● **Selected passage**
========

Gender focus of next Gallery 210 exhibit
Is our gender something we are born with, or is it something we put on and perform daily?
A new exhibit at Gallery 210 at the University of Missouri–St. Louis will probe the notion that gender derives from culture and not nature.
The exhibition “Asma Kazmi: Playing Gender” will include photography, installation, drawing and video. It will open to the public Oct. 11 with a reception for Kazmi from 5:30 to 7:30 p.m. Kazmi will give a slide talk starting at 6:15 p.m. The show will be on display through Dec. 1.
The exhibit will look at a section of modern Indian society – cross-dressed biological men, eunuchs or hermaphrodites – known traditionally as hijras, who exist on the fringes of Indian society. They are tolerated only in the specific roles of beggars, ritual performers or homosexual prostitutes. They can be seen in drag, gathered for marriages and birth celebrations, singing and dancing to drums and claps, to songs from the latest popular films.
Kazmi spent the summer of 2009 working with three hijras in New Delhi, learning the conventions of gender parody. The culmination of her interactions with the hijras resulted in a performance that was captured on video and will be featured in the exhibition.

========

Continue the Gallery 210 article, picking up after its final sentence. The lines after this have nothing to do with the Gallery 210 article.

● **Provided material**

========

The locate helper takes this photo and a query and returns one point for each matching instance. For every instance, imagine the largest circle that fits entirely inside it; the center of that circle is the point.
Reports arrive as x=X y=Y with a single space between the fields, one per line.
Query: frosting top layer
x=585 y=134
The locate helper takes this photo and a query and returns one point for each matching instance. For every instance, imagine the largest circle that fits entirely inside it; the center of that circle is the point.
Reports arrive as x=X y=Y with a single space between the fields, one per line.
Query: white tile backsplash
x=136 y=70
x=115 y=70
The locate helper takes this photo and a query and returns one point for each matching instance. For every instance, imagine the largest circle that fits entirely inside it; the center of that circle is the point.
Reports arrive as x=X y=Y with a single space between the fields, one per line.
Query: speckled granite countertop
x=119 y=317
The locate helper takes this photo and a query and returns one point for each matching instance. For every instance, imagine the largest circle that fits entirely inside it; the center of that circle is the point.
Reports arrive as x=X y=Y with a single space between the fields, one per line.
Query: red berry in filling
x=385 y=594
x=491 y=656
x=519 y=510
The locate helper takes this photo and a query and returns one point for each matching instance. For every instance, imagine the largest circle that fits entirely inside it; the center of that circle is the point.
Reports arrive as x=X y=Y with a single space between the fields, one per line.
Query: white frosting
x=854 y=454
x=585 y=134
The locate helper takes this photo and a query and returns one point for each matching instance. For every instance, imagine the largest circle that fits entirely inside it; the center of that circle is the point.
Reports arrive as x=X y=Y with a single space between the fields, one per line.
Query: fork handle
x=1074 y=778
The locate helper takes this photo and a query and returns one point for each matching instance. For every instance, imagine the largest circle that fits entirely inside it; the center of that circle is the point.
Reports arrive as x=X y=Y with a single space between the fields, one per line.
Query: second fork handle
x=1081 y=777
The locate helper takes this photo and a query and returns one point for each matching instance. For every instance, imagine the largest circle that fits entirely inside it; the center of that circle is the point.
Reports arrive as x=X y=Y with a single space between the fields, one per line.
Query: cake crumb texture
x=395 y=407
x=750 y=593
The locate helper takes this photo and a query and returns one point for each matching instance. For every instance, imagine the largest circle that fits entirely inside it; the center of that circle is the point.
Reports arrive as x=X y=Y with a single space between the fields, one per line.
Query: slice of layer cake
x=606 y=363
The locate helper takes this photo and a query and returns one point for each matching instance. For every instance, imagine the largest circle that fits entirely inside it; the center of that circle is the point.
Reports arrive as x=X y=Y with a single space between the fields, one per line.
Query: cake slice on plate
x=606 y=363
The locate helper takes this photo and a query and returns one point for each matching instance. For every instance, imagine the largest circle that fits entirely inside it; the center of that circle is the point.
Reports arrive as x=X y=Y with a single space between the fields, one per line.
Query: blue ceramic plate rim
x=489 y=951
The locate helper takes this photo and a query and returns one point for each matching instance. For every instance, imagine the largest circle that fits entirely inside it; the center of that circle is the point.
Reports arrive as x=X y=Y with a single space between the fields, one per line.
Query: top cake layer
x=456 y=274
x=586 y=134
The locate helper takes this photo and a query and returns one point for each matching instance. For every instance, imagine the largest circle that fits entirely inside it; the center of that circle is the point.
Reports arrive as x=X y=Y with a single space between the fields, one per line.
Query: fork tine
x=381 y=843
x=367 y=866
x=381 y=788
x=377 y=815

========

● **Result of the exercise**
Gallery 210 was established in 1976 at UMSL. It was named for its initial location, 210 Lucas Hall. The gallery has since grown to include three exhibition spaces and a 50-seat auditorium at its current location, adjacent to the Campus Police Building at UMSL, 1 University Blvd. in St. Louis County (63121).
Gallery hours are 11 a.m. to 5 p.m. Tuesday through Saturday or by appointment. All exhibits are free and open to the public.
The exhibition is supported in part by grants from the Regional Arts Commission and the Missouri Arts Council with additional assistance from The Center for the Humanities at UMSL and the Schlafly Tap Room.